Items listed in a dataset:
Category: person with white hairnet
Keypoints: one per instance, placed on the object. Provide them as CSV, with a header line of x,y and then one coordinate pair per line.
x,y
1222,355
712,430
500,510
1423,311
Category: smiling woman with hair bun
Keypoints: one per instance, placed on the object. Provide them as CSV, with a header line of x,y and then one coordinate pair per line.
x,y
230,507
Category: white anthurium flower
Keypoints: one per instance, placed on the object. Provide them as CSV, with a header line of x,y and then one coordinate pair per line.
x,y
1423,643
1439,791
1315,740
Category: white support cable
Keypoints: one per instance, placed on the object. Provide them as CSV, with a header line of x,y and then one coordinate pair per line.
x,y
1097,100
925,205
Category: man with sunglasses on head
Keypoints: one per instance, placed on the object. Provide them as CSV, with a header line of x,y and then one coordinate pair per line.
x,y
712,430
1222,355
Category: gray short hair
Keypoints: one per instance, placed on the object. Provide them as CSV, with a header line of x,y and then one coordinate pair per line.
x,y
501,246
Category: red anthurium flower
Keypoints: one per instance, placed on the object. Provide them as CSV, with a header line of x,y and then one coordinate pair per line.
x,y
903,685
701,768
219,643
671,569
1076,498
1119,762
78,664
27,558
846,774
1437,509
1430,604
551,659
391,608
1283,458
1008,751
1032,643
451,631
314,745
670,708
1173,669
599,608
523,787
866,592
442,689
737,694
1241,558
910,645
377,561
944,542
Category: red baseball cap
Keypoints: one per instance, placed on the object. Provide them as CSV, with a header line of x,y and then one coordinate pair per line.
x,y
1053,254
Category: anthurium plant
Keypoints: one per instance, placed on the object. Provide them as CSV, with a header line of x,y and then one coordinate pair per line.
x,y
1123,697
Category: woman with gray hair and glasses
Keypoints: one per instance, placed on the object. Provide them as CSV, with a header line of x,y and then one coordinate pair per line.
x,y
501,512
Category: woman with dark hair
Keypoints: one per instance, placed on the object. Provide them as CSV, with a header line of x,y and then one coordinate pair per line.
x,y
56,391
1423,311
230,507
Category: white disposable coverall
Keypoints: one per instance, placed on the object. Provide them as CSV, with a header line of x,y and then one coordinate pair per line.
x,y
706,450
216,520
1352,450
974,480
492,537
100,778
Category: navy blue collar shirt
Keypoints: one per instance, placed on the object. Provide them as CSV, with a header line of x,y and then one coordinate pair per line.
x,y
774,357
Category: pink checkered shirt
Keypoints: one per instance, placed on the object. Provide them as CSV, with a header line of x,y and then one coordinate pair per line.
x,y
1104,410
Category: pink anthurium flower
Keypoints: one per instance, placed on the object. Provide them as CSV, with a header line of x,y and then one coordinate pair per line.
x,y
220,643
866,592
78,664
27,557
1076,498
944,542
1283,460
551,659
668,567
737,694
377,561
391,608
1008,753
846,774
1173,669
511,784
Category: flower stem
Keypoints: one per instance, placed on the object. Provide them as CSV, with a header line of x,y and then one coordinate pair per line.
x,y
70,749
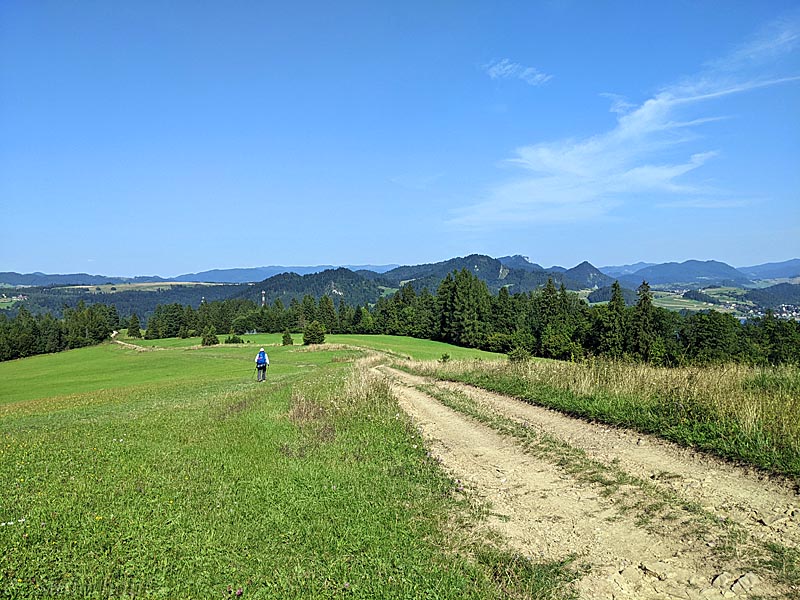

- WORK INSTRUCTION -
Start with the line above that contains "Category: gray short hair" and end with the line that contains "Category: flower stem". Write out those lines exactly, and only those.

- SOLUTION -
Category: gray short hair
Keypoints: one per instance, placed on the object. Provide them as CSV, with a header line of x,y and then one coordinate pair per line.
x,y
501,246
Category: red anthurium flower
Keypoints: one per instance, placed on the object. Provide them as CSV, with a header line of x,y and then one coordinate pair per line.
x,y
903,685
701,768
219,643
671,569
1076,498
1119,762
78,664
27,558
846,774
1437,509
1430,604
551,659
391,608
1283,458
1008,751
1032,643
451,631
314,745
670,708
1173,669
599,608
523,787
866,592
442,689
737,694
1241,558
910,645
377,561
944,542
Category: red baseball cap
Keypoints: one per instance, placed on the object. Provide them as CSV, with a header line of x,y and then one coordinate pair per line.
x,y
1053,254
Category: anthurium plant
Keypoints: one per instance, placed on the object. Provide them as CSV, with a header line of x,y and then one coordinate pair per line.
x,y
1123,697
Category: woman with gray hair and glasses
Keypoints: one per instance, placed on the object. Provide them as CSV, with a header line of x,y and then one coordinate pair per line.
x,y
501,512
Category: woman with dark hair
Keypoints: one per instance, placed on the object. Provide them as CSV, with a header line of x,y and then one coordinate pair per line.
x,y
56,391
1423,311
230,507
Category: white disposable coverall
Keypoints: one per instance, placed on the object. Provide them as CSV, with a header line of x,y and then one coordinate pair per line.
x,y
706,450
216,520
1352,450
974,480
492,537
100,778
Category: navy blue collar shirt
Keypoints: one per instance, placed on the object. Provide them as CSV, with a header line of x,y and then one coordinate pair per line.
x,y
774,357
Category: pink checkered shirt
Keypoints: one per instance, placed on the object. Provide them as CSV, with a header line of x,y and then one coordinate pair per line.
x,y
1104,410
Category: pink anthurium flower
Keypoints: one per instance, placed on the object. Provide them as CSV, with a header line of x,y and then one coordinate pair per line.
x,y
220,643
866,592
78,664
27,557
1076,498
944,542
1283,460
551,659
668,567
737,694
377,561
391,608
1008,753
846,774
1173,669
511,784
Category: flower stem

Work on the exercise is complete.